Where the material below has a line containing "sample | [805, 534]", start repeating exactly, and keep going through the line containing "sample | [438, 131]", with no other lines.

:: Records for the exercise

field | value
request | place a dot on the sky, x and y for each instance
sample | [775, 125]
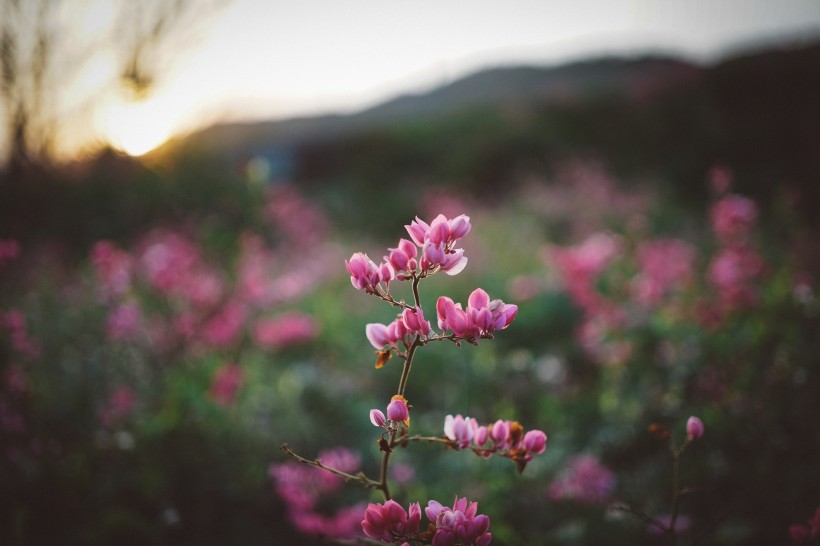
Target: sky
[271, 59]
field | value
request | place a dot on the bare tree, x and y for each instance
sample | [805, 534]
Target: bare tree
[40, 53]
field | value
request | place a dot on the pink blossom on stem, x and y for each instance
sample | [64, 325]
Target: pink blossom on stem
[535, 442]
[403, 258]
[390, 523]
[365, 274]
[460, 524]
[694, 428]
[381, 335]
[460, 429]
[481, 318]
[377, 418]
[413, 320]
[437, 241]
[397, 410]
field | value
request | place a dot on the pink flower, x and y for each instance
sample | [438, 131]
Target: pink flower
[302, 487]
[732, 273]
[226, 383]
[413, 320]
[732, 218]
[113, 268]
[460, 429]
[500, 434]
[460, 524]
[438, 240]
[226, 326]
[397, 410]
[377, 418]
[579, 267]
[381, 335]
[481, 318]
[403, 258]
[535, 442]
[694, 428]
[120, 405]
[584, 480]
[438, 256]
[390, 523]
[123, 321]
[284, 330]
[665, 265]
[365, 274]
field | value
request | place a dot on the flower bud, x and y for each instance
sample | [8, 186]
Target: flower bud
[377, 418]
[397, 411]
[694, 428]
[535, 441]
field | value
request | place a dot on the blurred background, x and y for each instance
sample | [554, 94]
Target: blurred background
[182, 180]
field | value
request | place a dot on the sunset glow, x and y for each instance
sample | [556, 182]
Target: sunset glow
[136, 128]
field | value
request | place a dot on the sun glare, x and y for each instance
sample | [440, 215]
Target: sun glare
[136, 128]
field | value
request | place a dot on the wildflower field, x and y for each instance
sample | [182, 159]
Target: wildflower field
[593, 361]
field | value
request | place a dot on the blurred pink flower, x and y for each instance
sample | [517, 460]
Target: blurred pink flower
[123, 322]
[225, 328]
[120, 404]
[732, 219]
[579, 267]
[226, 383]
[286, 329]
[694, 428]
[302, 488]
[14, 321]
[583, 480]
[665, 265]
[732, 273]
[113, 268]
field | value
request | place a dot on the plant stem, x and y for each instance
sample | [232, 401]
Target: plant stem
[383, 485]
[360, 477]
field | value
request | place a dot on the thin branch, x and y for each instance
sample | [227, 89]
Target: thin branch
[360, 477]
[641, 516]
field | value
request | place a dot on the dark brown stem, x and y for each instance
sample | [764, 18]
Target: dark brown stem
[360, 477]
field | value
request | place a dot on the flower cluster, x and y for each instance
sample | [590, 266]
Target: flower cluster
[432, 249]
[479, 320]
[460, 524]
[737, 265]
[397, 412]
[502, 438]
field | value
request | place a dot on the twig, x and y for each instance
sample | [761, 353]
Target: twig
[360, 477]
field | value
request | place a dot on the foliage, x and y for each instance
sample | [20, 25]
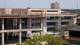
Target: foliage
[51, 40]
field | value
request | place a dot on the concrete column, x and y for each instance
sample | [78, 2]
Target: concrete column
[30, 22]
[20, 34]
[45, 25]
[3, 31]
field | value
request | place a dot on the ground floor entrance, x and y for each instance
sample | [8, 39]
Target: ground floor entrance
[74, 35]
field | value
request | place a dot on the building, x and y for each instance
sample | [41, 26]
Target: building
[16, 24]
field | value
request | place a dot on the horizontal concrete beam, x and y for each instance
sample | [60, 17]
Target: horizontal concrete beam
[18, 30]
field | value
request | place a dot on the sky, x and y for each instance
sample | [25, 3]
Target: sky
[67, 4]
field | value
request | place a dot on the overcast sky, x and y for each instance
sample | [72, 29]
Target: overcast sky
[70, 4]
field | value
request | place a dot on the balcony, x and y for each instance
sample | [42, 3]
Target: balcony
[75, 38]
[18, 30]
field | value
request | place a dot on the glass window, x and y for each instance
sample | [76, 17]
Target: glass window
[51, 23]
[51, 29]
[66, 17]
[52, 18]
[64, 23]
[24, 23]
[11, 23]
[36, 23]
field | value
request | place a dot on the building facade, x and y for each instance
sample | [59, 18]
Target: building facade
[17, 23]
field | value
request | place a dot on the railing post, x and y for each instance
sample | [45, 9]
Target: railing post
[20, 34]
[2, 32]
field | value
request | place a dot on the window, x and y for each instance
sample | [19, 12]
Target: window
[37, 10]
[36, 23]
[64, 23]
[11, 23]
[66, 17]
[51, 29]
[51, 23]
[52, 10]
[8, 11]
[24, 23]
[52, 18]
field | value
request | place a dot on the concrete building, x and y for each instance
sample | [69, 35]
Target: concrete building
[16, 24]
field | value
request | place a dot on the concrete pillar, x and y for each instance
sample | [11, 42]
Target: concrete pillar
[45, 25]
[30, 22]
[3, 31]
[20, 34]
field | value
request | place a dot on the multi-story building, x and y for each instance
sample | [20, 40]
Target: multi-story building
[18, 23]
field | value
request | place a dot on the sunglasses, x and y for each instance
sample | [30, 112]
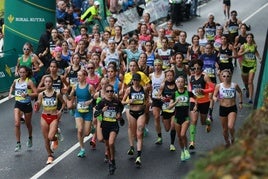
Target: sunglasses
[226, 76]
[193, 69]
[109, 91]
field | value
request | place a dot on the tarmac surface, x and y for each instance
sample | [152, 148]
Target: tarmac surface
[157, 160]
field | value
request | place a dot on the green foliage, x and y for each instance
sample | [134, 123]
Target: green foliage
[246, 158]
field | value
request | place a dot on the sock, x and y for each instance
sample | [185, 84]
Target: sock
[139, 153]
[113, 162]
[159, 135]
[192, 132]
[172, 136]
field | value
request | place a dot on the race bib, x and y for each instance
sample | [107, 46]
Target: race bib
[82, 107]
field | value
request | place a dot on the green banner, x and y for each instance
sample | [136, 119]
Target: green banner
[7, 69]
[24, 22]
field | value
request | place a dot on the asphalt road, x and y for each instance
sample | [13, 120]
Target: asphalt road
[157, 161]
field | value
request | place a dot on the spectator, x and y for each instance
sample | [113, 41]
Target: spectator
[194, 8]
[111, 27]
[77, 3]
[176, 12]
[86, 4]
[1, 41]
[61, 12]
[43, 45]
[92, 13]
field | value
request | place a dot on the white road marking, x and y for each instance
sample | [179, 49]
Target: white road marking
[65, 154]
[61, 157]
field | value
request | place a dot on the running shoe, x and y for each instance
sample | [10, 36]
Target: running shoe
[59, 135]
[29, 143]
[54, 145]
[111, 168]
[227, 145]
[50, 160]
[208, 128]
[172, 147]
[71, 112]
[208, 122]
[93, 130]
[106, 159]
[182, 156]
[81, 153]
[22, 120]
[187, 154]
[18, 147]
[138, 162]
[145, 132]
[93, 144]
[158, 141]
[247, 93]
[130, 151]
[192, 146]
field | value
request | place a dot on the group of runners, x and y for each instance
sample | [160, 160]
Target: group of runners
[98, 76]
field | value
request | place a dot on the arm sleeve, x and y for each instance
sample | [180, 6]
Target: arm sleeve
[209, 87]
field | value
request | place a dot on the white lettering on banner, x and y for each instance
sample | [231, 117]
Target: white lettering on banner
[32, 19]
[21, 19]
[2, 74]
[129, 19]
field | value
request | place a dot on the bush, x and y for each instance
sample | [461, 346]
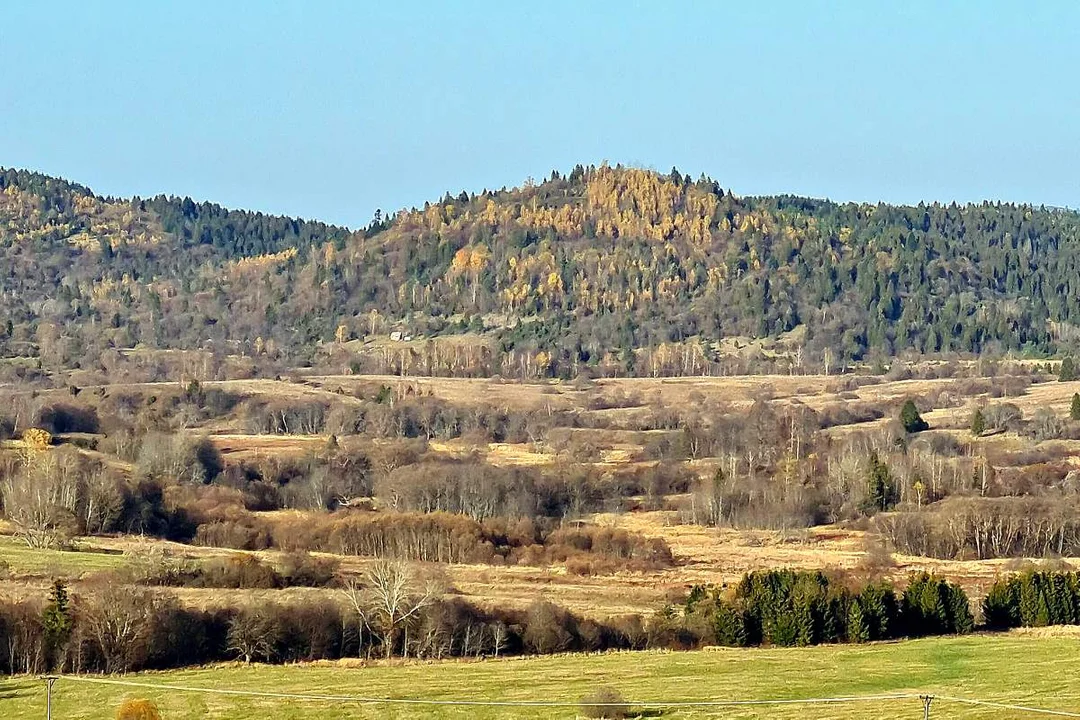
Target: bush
[605, 703]
[137, 709]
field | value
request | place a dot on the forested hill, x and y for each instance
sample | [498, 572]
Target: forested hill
[622, 269]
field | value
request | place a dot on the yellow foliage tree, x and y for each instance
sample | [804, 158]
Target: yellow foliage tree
[37, 438]
[138, 709]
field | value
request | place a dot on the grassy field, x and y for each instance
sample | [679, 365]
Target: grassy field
[1037, 669]
[86, 557]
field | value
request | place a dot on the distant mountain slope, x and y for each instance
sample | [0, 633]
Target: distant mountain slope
[580, 269]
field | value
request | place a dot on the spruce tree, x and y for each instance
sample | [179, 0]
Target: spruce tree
[56, 622]
[977, 423]
[910, 419]
[859, 629]
[1067, 371]
[881, 492]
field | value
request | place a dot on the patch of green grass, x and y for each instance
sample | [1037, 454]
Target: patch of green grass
[1007, 668]
[25, 560]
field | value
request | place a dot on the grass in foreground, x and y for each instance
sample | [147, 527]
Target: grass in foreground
[1014, 668]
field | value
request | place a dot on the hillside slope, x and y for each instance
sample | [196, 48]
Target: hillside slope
[582, 269]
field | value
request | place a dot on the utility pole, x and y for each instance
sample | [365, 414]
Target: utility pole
[50, 679]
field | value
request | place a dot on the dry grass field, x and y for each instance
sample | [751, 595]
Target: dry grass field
[1035, 669]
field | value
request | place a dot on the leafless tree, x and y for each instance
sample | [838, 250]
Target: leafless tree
[254, 633]
[120, 620]
[391, 595]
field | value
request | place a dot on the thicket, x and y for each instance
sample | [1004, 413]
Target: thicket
[805, 608]
[1033, 599]
[116, 628]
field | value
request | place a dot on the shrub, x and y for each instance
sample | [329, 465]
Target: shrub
[137, 709]
[605, 703]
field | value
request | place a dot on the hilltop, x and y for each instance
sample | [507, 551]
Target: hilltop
[615, 269]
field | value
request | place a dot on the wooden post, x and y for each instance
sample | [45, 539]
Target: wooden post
[50, 679]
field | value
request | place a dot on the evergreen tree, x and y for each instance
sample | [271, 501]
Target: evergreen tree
[729, 627]
[1000, 606]
[977, 423]
[56, 622]
[881, 491]
[910, 419]
[1067, 371]
[859, 629]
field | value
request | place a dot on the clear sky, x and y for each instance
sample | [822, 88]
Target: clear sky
[332, 109]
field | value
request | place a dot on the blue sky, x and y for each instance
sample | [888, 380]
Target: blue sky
[332, 109]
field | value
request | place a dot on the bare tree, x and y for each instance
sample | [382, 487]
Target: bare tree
[120, 620]
[40, 497]
[391, 596]
[254, 633]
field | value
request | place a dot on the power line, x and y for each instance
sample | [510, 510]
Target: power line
[562, 704]
[1004, 706]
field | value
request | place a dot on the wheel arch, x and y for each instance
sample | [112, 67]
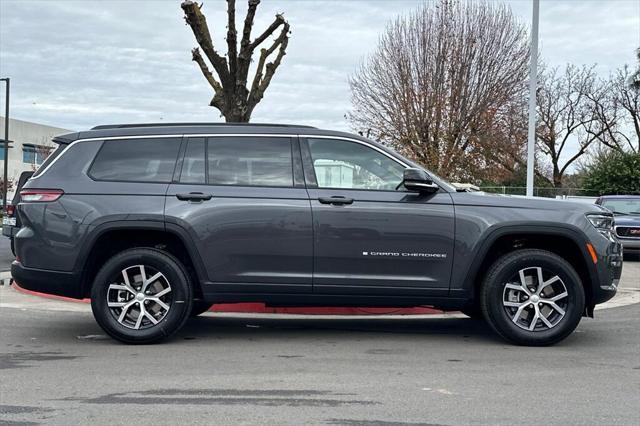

::::

• **The completed task**:
sample | [805, 534]
Target: bare tree
[40, 53]
field | value
request | place a dot on the pink blossom on stem, x and y for each instance
sample | [64, 325]
Target: pink blossom on stem
[535, 442]
[403, 258]
[390, 523]
[365, 274]
[460, 524]
[694, 428]
[381, 335]
[460, 429]
[481, 318]
[377, 418]
[413, 320]
[437, 241]
[397, 410]
field | value
request | place a dot on the pink flower, x and y for each instance
sample | [438, 131]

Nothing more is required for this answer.